[Region pointing data]
-------

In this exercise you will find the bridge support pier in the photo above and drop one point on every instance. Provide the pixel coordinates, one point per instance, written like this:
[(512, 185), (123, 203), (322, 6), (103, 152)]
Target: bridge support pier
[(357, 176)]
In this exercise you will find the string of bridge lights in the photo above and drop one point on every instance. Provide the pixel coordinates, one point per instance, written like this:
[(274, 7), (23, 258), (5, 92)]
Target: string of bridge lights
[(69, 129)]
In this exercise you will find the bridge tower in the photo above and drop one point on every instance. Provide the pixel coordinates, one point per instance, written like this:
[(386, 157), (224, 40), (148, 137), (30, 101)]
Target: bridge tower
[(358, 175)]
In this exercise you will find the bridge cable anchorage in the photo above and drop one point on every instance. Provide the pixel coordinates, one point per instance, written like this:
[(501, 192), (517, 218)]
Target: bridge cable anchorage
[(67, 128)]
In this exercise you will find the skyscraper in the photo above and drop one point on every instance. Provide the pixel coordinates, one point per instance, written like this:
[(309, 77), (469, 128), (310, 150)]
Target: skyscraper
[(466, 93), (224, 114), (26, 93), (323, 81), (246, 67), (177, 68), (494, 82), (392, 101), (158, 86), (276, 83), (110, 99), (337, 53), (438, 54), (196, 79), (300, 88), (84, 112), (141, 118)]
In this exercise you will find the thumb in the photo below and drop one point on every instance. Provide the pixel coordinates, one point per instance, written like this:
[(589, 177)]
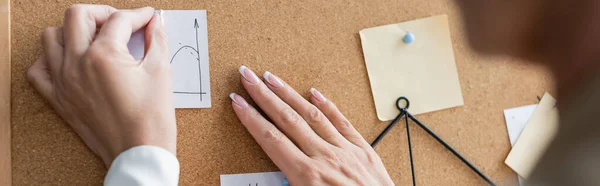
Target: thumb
[(156, 44), (39, 75)]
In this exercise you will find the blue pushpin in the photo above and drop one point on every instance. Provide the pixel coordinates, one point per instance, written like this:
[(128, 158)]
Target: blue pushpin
[(285, 182), (408, 38)]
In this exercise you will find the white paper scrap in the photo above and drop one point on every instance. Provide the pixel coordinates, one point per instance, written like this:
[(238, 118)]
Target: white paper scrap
[(253, 179), (516, 120), (187, 33)]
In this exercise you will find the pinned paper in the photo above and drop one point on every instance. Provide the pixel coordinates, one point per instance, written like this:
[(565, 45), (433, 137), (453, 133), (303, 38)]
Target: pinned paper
[(253, 179), (187, 33), (423, 71), (516, 120), (535, 138)]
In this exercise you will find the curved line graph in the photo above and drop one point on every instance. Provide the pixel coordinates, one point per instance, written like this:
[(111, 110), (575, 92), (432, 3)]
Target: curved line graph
[(178, 50), (196, 50)]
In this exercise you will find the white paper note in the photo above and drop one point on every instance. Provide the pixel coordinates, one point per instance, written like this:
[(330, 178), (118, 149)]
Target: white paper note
[(253, 179), (423, 71), (188, 56), (535, 138), (516, 120)]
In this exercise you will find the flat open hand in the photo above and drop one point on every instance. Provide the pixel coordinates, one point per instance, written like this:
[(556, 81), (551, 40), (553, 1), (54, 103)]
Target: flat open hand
[(312, 144), (112, 101)]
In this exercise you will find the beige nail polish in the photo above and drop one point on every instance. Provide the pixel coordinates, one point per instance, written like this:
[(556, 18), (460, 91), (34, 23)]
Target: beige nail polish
[(273, 80), (238, 100), (318, 95), (162, 19), (249, 75)]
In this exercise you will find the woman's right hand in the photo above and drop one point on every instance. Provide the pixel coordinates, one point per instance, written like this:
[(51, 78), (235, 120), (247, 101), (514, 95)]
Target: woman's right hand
[(311, 142)]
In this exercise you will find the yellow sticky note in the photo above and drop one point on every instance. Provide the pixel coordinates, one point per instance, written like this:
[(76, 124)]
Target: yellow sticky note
[(424, 71), (535, 138)]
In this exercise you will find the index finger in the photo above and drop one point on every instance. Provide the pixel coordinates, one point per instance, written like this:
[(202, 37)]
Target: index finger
[(81, 21), (122, 23), (278, 147)]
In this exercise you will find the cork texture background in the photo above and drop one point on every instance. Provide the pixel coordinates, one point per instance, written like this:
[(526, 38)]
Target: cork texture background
[(308, 43)]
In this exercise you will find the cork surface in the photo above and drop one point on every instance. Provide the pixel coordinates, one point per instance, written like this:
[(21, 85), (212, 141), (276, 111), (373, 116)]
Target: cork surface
[(307, 43), (5, 142)]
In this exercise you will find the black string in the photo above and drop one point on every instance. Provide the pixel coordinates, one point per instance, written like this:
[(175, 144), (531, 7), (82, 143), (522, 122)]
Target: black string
[(404, 112), (412, 166)]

-------

TASK ITEM: All the lines above must be written out exactly, without a single picture.

OUTPUT FOR THIS TASK:
In this exercise you will find the bridge support pier in the photo above and drop one point on every instance. Provide the pixel coordinates, one point per instance, written like this:
[(512, 185), (123, 203), (322, 6), (103, 152)]
Target: bridge support pier
[(357, 176)]
In this exercise you will find the string of bridge lights in the photo above and drop one point on every instance. Provide the pixel coordinates, one point per instance, written like this:
[(274, 7), (23, 258), (5, 92)]
Target: string of bridge lights
[(69, 129)]
In this exercise you will find the bridge tower in the photo above and drop one point on every instance. Provide the pixel coordinates, one point per instance, written like this:
[(386, 157), (224, 40), (148, 137), (30, 101)]
Target: bridge tower
[(358, 175)]
In this exercise you will find the bridge cable anchorage in the photo above and drop one point on every instance. Provide the pixel coordinates, one point per instance, written like this:
[(501, 192), (517, 218)]
Target: bridge cable anchorage
[(67, 128)]
In this exercise you will find the skyscraper in the photo above and drop one point on every instance. Provide the pixel coordinates, one point per instance, written like this:
[(309, 77), (469, 128), (310, 150)]
Target: skyscraper
[(466, 93), (224, 114), (26, 93), (323, 81), (246, 67), (177, 68), (494, 82), (392, 101), (158, 86), (276, 83), (110, 99), (337, 53), (438, 54), (196, 79), (300, 88), (84, 112), (141, 118)]
In this exercise you will find the thumb in the photo below and drop one point on every instance. Provide the pixel coordinates, one point per instance, written like this:
[(589, 177)]
Target: thumb
[(156, 44), (39, 75)]
In this exercise you will find the blue pushpin in the photo above and drop one point on every instance. Provide the pixel coordinates, one point per instance, written like this:
[(128, 158)]
Target: blue pushpin
[(285, 182), (408, 38)]
In this exercise you will find the white paper scrap in the photo above and drop one point on every instance. Provide the pixel coordinates, one point per instance, written like this:
[(238, 118)]
Target: white paper scrap
[(253, 179), (516, 120), (187, 33)]
In this exercise you will find the pinned paper in the photo above and drop one point on every instance. Provide the pixel coordinates, one point per instance, written like this:
[(565, 45), (433, 137), (453, 133), (303, 38)]
Target: pinned paper
[(253, 179), (187, 33), (423, 71), (516, 120), (535, 138)]
In this exercise you will find the curved line graph in the photo above and drop one point on every instance. Provide the pixel coordinates, one point per instance, written like this:
[(111, 110), (575, 92), (432, 3)]
Target: curved line graph
[(178, 50), (196, 50)]
In this exercise you will find the white paper note in the photo above and drop one point on every instance. Provide the pixel coordinates, one point per instance, written like this:
[(330, 178), (118, 149)]
Target: white paper note
[(253, 179), (423, 71), (188, 56), (535, 138), (516, 120)]
In this exercise you will find the flat open hand in the photo above and drop one point on every instance. Provide the pixel coordinates, one point per instance, written like this:
[(556, 81), (551, 40), (553, 1), (54, 103)]
Target: flat open hand
[(312, 144), (112, 101)]
In this exercise you will find the beige nail polish in the photo above and drop one point on every instance. Provide the pixel coordinates, one point per instance, written like this:
[(556, 18), (460, 91), (34, 23)]
Target: beige nail polish
[(273, 80), (238, 100), (318, 95), (162, 19), (249, 75)]
In this exercise you will find the woman's right hand in the photo above and drop one point on every instance. Provide the pixel coordinates, one point per instance, written like this:
[(51, 78), (235, 120), (247, 101), (514, 95)]
Target: woman's right hand
[(311, 142)]
In this exercise you will find the yellow sticky note in the photo above and drop one point on every instance. Provide the pixel coordinates, one point per instance, written like this:
[(76, 124)]
Target: yellow sticky note
[(424, 71), (535, 138)]
In this exercise you will find the index finger in the photo above and drop one point on every instance. Provide the pixel coordinates, one point per instance, written like this:
[(202, 37)]
Target: index finger
[(81, 21), (122, 23), (278, 147)]
In this exercise you will find the cork texture background in the photo above and drop one point on every instance. Provide the pixel coordinates, one point per instance, written like this:
[(526, 38)]
Target: cork texture background
[(308, 43)]
In this exercise you will find the cork surface in the photo above and drop one point on every instance. Provide the pixel coordinates, one point per instance, written like this:
[(21, 85), (212, 141), (276, 111), (373, 116)]
Target: cork surface
[(307, 43), (5, 142)]
In this exercise you will find the black string in the photo above and drop one point on every instance. Provide the pixel coordinates, one point per instance, written like this:
[(175, 144), (531, 7), (82, 143), (522, 122)]
Target: black string
[(404, 112), (412, 166)]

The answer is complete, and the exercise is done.